### Gestellte Aufgaben
[a] Wie lässt sich der Artikel über Freitag in zwei Sätzen zusammenfassen?
[b] Schreib aus dem Artikel über Freitag die Stelle wortgetreu ab, die bei „Der Taschenhersteller Freitag“ beginnt und bei „der Organisation selbst.“ endet.

### Zitierte Textstelle
++++++++++++++++++++
HR Today Nr. 5/2017: Holacracy

So arbeitet Freitag

Der Taschenhersteller Freitag experimentiert seit September 2016 mit Holacracy. Die Organisationsform entstammt der Wissenschafts- und IT-Szene – Freitag will sie auch für die Blue-Collar-Belegschaft einführen. Ein Blick hinter die Kulissen.

In der Luft liegt der typische leicht «zeltige» Geruch von LKW-Planen. Rund 390 Tonnen Planen pro Jahr werden im Hauptsitz des Taschenherstellers Freitag in Zürich Oerlikon verarbeitet. Bevor sie als robuste Taschen mit Kultstatus zu neuem Leben erweckt werden, wird das Rohmaterial hier zerlegt, in XXL-Waschmaschinen gereinigt und in Handarbeit zugeschnitten. 120 der 170 Freitag-Mitarbeitenden wirken im Hauptquartier in Zürich Oerlikon. Die einen an den farbigen Taschen – die anderen an der Organisation selbst.
++++++++++++++++++++
### Bereitgestellte Daten
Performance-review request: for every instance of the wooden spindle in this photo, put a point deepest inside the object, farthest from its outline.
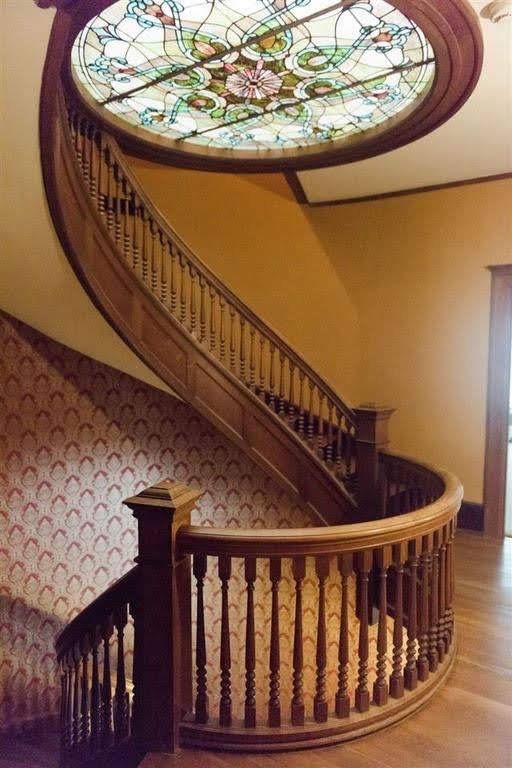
++++++++++++++++++++
### Schriftliche Antworten
[a] Der Taschenhersteller Freitag experimentiert seit September 2016 mit Holacracy, einer Organisationsform aus der Wissenschafts- und IT-Szene, und will sie auch für die Blue-Collar-Belegschaft einführen. Im Hauptsitz in Zürich Oerlikon, wo 120 der 170 Mitarbeitenden tätig sind, werden jährlich rund 390 Tonnen LKW-Planen zerlegt, gewaschen und von Hand zugeschnitten.

[b]
Der Taschenhersteller Freitag experimentiert seit September 2016 mit Holacracy. Die Organisationsform entstammt der Wissenschafts- und IT-Szene – Freitag will sie auch für die Blue-Collar-Belegschaft einführen. Ein Blick hinter die Kulissen.

In der Luft liegt der typische leicht «zeltige» Geruch von LKW-Planen. Rund 390 Tonnen Planen pro Jahr werden im Hauptsitz des Taschenherstellers Freitag in Zürich Oerlikon verarbeitet. Bevor sie als robuste Taschen mit Kultstatus zu neuem Leben erweckt werden, wird das Rohmaterial hier zerlegt, in XXL-Waschmaschinen gereinigt und in Handarbeit zugeschnitten. 120 der 170 Freitag-Mitarbeitenden wirken im Hauptquartier in Zürich Oerlikon. Die einen an den farbigen Taschen – die anderen an der Organisation selbst.